Supplied data =>
☆ ☆ ☆

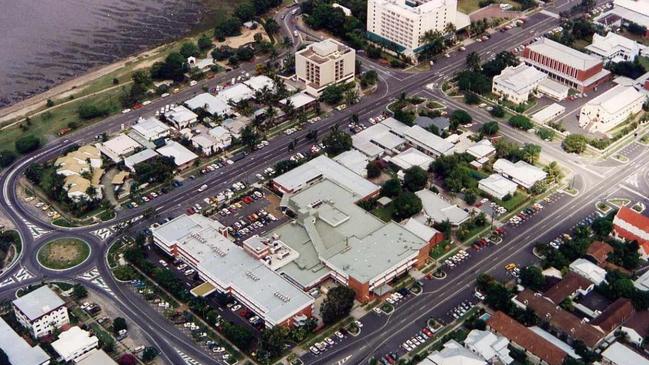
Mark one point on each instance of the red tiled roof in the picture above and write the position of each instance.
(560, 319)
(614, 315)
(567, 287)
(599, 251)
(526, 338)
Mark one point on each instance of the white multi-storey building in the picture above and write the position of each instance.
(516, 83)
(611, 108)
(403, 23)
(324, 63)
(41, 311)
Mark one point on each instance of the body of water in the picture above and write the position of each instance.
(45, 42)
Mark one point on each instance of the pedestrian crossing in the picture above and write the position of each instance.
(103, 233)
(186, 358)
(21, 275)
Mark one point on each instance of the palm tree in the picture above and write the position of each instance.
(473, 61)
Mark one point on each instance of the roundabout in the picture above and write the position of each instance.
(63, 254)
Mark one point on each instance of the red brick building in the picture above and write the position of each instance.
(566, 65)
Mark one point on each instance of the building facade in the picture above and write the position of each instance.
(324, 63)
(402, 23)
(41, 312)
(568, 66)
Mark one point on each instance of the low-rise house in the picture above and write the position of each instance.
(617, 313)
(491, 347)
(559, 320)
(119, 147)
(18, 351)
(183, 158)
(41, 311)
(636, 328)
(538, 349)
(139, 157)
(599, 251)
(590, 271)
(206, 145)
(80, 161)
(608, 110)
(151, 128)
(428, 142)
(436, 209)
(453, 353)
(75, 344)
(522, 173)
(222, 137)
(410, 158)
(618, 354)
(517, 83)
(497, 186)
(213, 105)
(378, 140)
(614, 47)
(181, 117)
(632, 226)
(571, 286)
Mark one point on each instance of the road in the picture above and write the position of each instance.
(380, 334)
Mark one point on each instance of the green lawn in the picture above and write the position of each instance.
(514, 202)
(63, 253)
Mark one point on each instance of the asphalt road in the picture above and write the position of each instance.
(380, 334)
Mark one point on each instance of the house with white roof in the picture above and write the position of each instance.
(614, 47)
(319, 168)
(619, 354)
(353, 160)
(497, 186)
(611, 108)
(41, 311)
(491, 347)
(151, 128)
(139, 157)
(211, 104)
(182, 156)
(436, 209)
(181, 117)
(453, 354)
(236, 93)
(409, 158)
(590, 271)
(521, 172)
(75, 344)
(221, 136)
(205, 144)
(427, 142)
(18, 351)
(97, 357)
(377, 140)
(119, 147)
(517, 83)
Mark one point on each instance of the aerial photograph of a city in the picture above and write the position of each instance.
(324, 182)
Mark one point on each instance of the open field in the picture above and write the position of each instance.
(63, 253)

☆ ☆ ☆

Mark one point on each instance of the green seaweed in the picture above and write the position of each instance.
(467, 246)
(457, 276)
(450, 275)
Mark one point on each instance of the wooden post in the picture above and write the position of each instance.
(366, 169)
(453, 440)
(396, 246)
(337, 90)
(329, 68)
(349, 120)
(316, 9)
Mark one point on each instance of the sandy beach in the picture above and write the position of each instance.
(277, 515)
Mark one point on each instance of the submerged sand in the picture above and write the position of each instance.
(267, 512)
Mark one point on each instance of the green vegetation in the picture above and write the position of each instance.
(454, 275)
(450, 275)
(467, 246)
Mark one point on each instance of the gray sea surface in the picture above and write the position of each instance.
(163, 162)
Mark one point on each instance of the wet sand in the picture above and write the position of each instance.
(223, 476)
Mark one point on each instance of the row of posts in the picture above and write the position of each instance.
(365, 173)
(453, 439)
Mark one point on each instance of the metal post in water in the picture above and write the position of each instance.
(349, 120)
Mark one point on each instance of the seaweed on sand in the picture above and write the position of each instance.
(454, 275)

☆ ☆ ☆

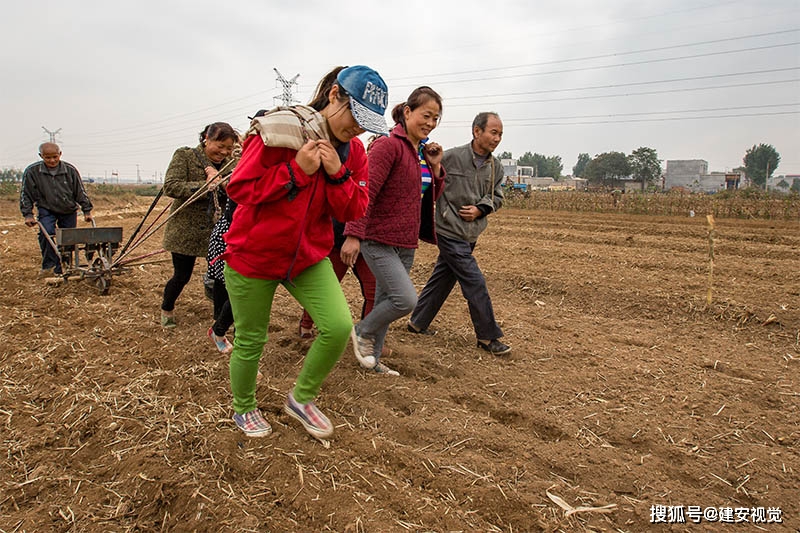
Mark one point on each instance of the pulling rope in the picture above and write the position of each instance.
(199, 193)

☆ ☆ ☆

Problem statement => From the rows above, pick out each one that contains the string "road", and copy those rows. Treat uppercase and lowercase letters as different.

Exercise solution =>
Mark one point on each instance of the road in the picture above and write the position of each instance.
Mark one point on each instance of the asphalt road in the picture above and write the position of each instance.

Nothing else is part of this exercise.